EXTRACT PROVIDED:
* * * * * * * * *
I think I'll go kiss her now.

Friday, October 22, 2010

The Art of Crazy

A few years ago I was at a bridal shower, I knew the bride fairly well and I knew she would soon be traveling to China to live. So for her present I bought a card and threw a twenty in it, because she can take the money back to China and buy what she needs. I sat there stewing in non-housewifely embarrassment as she opened gift after gift and homemade card after homemade card. Eventually someone cooed,
“I think cards are the new art of the twentieth century,” I recoiled at this. Art? Card making is not art. It is a craft. A craft, not art. A craft is something anyone can do follwing a step by step process, using pre-fabricated items to make an item that give the semblance of homemade, but isn’t really. Almost like using a cake mix and comparing it to a homemade cake.
Last night I sat there sticking craft foam stickers on a wet wipes box, and of all of a sudden it occurred to me, I’ve fallen into the trap. The crafting trap.
I am creative person, and when ideas get in my head, they get the better of me. They haul around my brain whipping me into a frenzy, like a drunken man on a mechanical bull. I egg the idea on, like the drunken friend who just keeps putting quarters in the machine, even though the drunk man is crying out to get off, yelling, ‘It’s not worth it, it’s not worth it.’ But the idea goes and goes, until the friend runs out of quarters, and the bartender talks some sense into both of them and takes away their keys. Sometimes the idea wins, and sometimes the drunken friend with way too many quarters wins.
Emma is having her first birthday in a few weeks. I call her my little bug so the thought to do a ladybug theme emerged. And the idea came, and like the mechanical bull it began to whip around my brain. I could make ladybug cupcakes, and I could make up a ladybug craft (remember I don’t like crafts) and I could make a ladybug scavenger hunt; where I make ladybugs and hide them around the yard and give out prizes….right now I want to claw the mechanical bull out of my head and throw it against the wall. So what did I decide on doing? I scaled it back a bit, just a bit. No craft. Just the ladybug scavenger hunt, and the cupcakes are going to become abstract suggestions of lady bugs rather than each one an individual creation.
* * * * * * * * *
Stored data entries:
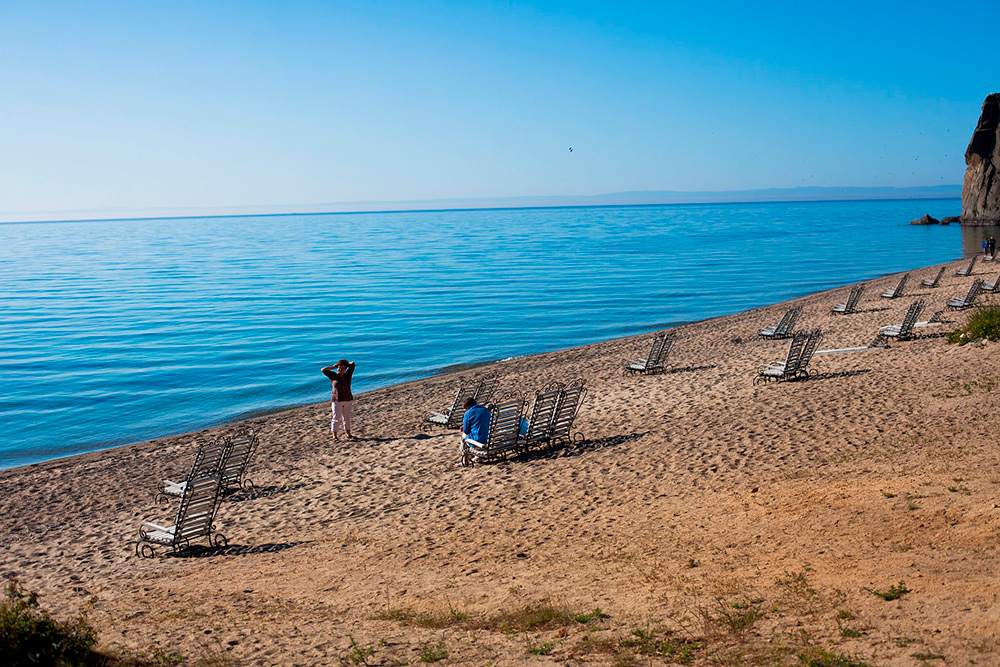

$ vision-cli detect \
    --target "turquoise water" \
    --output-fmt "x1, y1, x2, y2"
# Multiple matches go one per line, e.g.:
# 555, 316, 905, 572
0, 199, 982, 467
* * * * * * * * *
PROBLEM TO WORK ON: Reproduce the part of the blog post on crafting that begins with "Last night I" and stops after "The crafting trap.".

ANSWER SECTION:
Last night I sat there sticking craft foam stickers on a wet wipes box, and of all of a sudden it occurred to me, I’ve fallen into the trap. The crafting trap.